— Rows from a dataset —
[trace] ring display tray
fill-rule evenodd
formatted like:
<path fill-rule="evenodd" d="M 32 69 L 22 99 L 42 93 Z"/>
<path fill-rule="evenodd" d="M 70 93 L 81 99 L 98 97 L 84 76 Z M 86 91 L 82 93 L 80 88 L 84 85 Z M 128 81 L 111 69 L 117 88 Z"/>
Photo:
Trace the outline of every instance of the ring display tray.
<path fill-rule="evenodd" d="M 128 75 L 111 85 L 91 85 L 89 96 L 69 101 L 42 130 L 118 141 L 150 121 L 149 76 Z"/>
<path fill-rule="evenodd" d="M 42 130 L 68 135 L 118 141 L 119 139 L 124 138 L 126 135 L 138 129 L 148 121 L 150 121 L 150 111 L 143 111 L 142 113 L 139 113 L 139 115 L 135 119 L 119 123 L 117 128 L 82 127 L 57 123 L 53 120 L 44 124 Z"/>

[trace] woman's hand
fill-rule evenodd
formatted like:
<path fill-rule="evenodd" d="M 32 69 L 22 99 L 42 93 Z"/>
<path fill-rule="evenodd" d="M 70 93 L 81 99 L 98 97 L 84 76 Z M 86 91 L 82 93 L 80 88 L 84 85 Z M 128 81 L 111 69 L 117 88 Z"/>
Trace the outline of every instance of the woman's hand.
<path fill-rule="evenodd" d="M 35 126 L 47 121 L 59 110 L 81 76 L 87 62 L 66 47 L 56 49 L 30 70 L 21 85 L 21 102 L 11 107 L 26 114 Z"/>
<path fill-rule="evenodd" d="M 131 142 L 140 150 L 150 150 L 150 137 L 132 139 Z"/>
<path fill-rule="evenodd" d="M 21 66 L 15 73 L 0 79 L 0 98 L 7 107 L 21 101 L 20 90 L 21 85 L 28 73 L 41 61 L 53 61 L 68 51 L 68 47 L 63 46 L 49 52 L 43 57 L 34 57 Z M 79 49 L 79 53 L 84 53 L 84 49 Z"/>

— INSTRUCTIONS FOR THE TASK —
Reproduce the listing from its beginning through the line containing "42 130 L 68", keeping every line, and scale each coordinate in the answer outlines by 0.2, rounding to the nearest whole number with halves rounded up. Leave the requests and their format samples unchanged.

— RESPONSE TO THIS TASK —
[trace] ring display tray
fill-rule evenodd
formatted like:
<path fill-rule="evenodd" d="M 32 69 L 22 99 L 42 93 Z"/>
<path fill-rule="evenodd" d="M 70 93 L 81 99 L 98 97 L 84 76 Z M 86 91 L 82 93 L 80 88 L 84 85 Z M 128 81 L 111 69 L 117 88 Z"/>
Photo:
Trace the outline of every instance of the ring display tray.
<path fill-rule="evenodd" d="M 26 15 L 22 17 L 18 17 L 18 19 L 14 20 L 8 26 L 24 28 L 30 24 L 30 15 Z"/>
<path fill-rule="evenodd" d="M 8 26 L 14 27 L 24 28 L 24 28 L 25 28 L 25 27 L 28 26 L 30 24 L 30 24 L 30 22 L 29 22 L 28 23 L 28 23 L 28 23 L 27 24 L 24 25 L 23 26 L 16 25 L 11 25 L 11 24 L 9 25 Z"/>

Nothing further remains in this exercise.